It takes lots of energy for wild birds to stay warm in winter. You can help them out by serving up suet, a high-fat food that provides the extra calories birds need when temperatures drop. Traditionally, suet is made of rendered beef fat; though other fats, including vegetable fat, can be used. Bird-friendly goodies, such as seeds, nuts, nut butters, cracked corn or corn meal, oats, dried fruit, and/or meal worms are mixed with the fat to add nutrition and appeal. These ingredients are usually formed into suet cakes that can be purchased ready-made, or you can easily make your own. Here's what you need to know about feeding birds suet.
Courtesy of Walmart
Which birds does suet attract?
While many birds are attracted to this high-energy food source, certain birds are regular visitors to suet feeders. "Woodpeckers are most frequently seen feeding on suet; downy woodpeckers, hairy woodpeckers, red-bellied woodpeckers, northern flickers, and if you're very lucky, pileated woodpeckers," says Gwendolyn Causer, environmental educator with Audubon Vermont. "You'll also attract insect-loving birds, such as black-capped chickadees, tufted titmice, white-breasted nuthatches, and Carolina wrens," she adds.

STORED ROWS ▸

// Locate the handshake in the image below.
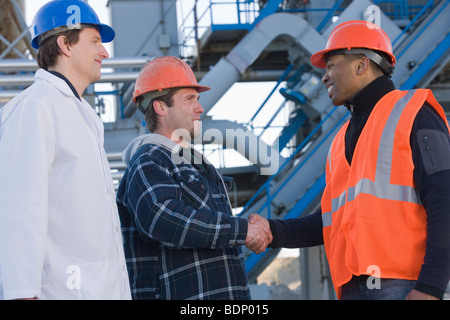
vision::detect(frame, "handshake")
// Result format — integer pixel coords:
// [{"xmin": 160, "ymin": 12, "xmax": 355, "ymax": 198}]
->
[{"xmin": 245, "ymin": 214, "xmax": 273, "ymax": 254}]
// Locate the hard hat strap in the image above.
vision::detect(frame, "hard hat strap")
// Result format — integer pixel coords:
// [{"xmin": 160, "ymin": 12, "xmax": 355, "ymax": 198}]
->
[
  {"xmin": 139, "ymin": 89, "xmax": 171, "ymax": 113},
  {"xmin": 38, "ymin": 23, "xmax": 96, "ymax": 45},
  {"xmin": 329, "ymin": 48, "xmax": 394, "ymax": 78}
]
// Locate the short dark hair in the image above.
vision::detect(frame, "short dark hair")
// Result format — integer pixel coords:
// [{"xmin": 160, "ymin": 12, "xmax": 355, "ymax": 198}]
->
[{"xmin": 36, "ymin": 29, "xmax": 81, "ymax": 70}]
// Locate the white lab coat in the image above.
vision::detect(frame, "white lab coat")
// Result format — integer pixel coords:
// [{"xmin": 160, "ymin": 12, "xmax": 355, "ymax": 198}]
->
[{"xmin": 0, "ymin": 69, "xmax": 131, "ymax": 299}]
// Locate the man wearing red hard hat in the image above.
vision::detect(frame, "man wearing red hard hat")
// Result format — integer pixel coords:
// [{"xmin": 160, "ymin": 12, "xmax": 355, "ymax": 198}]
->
[
  {"xmin": 117, "ymin": 56, "xmax": 271, "ymax": 300},
  {"xmin": 250, "ymin": 20, "xmax": 450, "ymax": 299}
]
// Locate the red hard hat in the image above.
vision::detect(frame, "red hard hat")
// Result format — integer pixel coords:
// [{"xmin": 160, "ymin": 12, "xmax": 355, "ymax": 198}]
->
[
  {"xmin": 311, "ymin": 20, "xmax": 397, "ymax": 69},
  {"xmin": 133, "ymin": 56, "xmax": 211, "ymax": 103}
]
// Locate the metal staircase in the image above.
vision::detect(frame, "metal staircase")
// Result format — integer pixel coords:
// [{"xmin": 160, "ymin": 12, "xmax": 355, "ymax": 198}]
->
[{"xmin": 195, "ymin": 1, "xmax": 450, "ymax": 283}]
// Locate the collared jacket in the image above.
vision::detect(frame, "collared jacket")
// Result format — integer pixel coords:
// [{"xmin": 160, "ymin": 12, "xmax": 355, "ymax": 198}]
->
[
  {"xmin": 117, "ymin": 134, "xmax": 250, "ymax": 300},
  {"xmin": 321, "ymin": 89, "xmax": 449, "ymax": 297},
  {"xmin": 0, "ymin": 69, "xmax": 131, "ymax": 299}
]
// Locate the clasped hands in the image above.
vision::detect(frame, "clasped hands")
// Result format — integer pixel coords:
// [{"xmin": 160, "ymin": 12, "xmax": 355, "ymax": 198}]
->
[{"xmin": 245, "ymin": 214, "xmax": 273, "ymax": 254}]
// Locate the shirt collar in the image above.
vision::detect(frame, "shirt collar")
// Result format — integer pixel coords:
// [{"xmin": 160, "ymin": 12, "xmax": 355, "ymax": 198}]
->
[{"xmin": 345, "ymin": 76, "xmax": 395, "ymax": 117}]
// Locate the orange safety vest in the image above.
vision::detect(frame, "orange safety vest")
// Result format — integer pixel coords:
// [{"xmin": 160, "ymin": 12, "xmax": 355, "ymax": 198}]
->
[{"xmin": 321, "ymin": 89, "xmax": 450, "ymax": 298}]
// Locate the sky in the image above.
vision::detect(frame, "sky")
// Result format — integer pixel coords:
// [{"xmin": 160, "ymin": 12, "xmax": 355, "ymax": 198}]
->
[{"xmin": 25, "ymin": 0, "xmax": 288, "ymax": 166}]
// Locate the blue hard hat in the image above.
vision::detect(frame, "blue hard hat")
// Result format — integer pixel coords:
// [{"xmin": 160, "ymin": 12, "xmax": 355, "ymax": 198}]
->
[{"xmin": 31, "ymin": 0, "xmax": 115, "ymax": 49}]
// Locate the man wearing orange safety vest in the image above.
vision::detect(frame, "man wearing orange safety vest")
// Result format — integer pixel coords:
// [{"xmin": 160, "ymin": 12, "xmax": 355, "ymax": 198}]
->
[{"xmin": 250, "ymin": 21, "xmax": 450, "ymax": 299}]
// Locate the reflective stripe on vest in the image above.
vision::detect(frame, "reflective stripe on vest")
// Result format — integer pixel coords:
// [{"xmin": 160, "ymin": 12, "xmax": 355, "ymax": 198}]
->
[{"xmin": 322, "ymin": 90, "xmax": 421, "ymax": 228}]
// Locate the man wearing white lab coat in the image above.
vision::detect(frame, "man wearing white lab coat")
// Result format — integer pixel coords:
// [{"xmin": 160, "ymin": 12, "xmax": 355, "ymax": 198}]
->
[{"xmin": 0, "ymin": 0, "xmax": 131, "ymax": 299}]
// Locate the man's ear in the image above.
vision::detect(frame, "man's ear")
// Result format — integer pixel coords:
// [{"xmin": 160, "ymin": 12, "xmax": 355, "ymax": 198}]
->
[
  {"xmin": 356, "ymin": 57, "xmax": 370, "ymax": 75},
  {"xmin": 56, "ymin": 36, "xmax": 71, "ymax": 56},
  {"xmin": 152, "ymin": 100, "xmax": 167, "ymax": 117}
]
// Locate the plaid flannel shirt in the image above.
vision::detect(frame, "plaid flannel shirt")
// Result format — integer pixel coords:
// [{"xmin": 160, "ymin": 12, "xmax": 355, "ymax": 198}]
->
[{"xmin": 117, "ymin": 134, "xmax": 250, "ymax": 300}]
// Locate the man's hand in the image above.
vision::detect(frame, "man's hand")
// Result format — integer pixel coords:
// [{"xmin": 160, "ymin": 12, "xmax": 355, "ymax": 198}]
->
[
  {"xmin": 406, "ymin": 289, "xmax": 439, "ymax": 300},
  {"xmin": 245, "ymin": 214, "xmax": 273, "ymax": 254}
]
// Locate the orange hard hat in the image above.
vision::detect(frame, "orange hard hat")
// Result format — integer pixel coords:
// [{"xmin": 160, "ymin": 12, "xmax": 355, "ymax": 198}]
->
[
  {"xmin": 133, "ymin": 56, "xmax": 211, "ymax": 103},
  {"xmin": 311, "ymin": 20, "xmax": 397, "ymax": 69}
]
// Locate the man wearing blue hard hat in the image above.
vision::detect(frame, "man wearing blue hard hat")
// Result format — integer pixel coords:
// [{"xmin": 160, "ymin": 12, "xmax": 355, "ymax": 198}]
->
[{"xmin": 0, "ymin": 0, "xmax": 131, "ymax": 299}]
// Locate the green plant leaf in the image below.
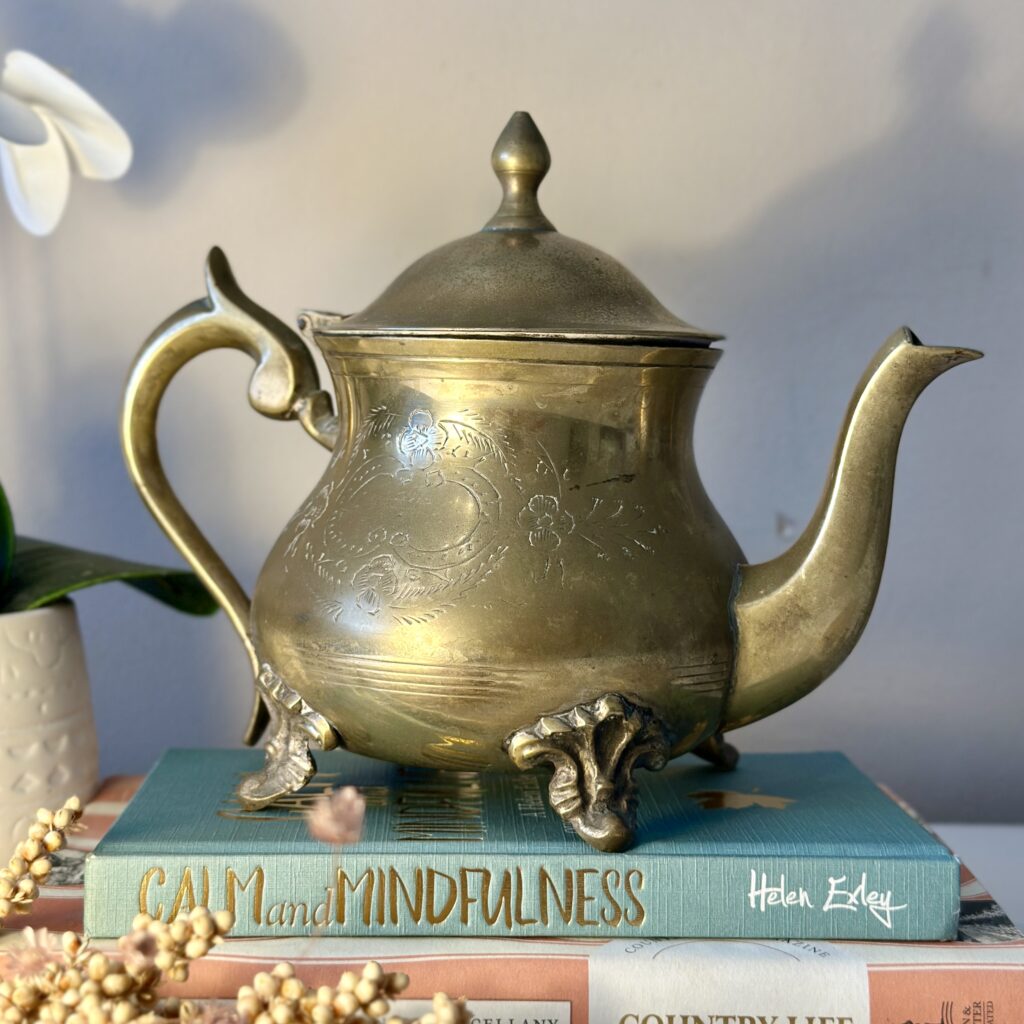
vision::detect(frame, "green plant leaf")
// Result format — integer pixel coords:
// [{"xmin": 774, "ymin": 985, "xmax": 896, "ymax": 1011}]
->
[
  {"xmin": 0, "ymin": 537, "xmax": 217, "ymax": 615},
  {"xmin": 0, "ymin": 484, "xmax": 14, "ymax": 593}
]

GIVEN REQUEST ▸
Carry on the piece about feeding wild birds suet, picking up right after its last sentence. The records have nothing to do with what comes next.

EXPECTED ANSWER ▸
Store-bought or homemade bird suet?
Though cakes are the most-common form of commercial suet, it's available in other shapes suited to different feeders. And ingredients vary; some are designed to attract specific birds. 'No-melt' suet, with added grains or flour, is a good option for warmer weather when suet can soften. Birds who discover your suet will often feed with gusto; they can polish off a cake in less than a week, so you may want to stock up on suet by the case ($10, Walmart) to be sure you have plenty on hand.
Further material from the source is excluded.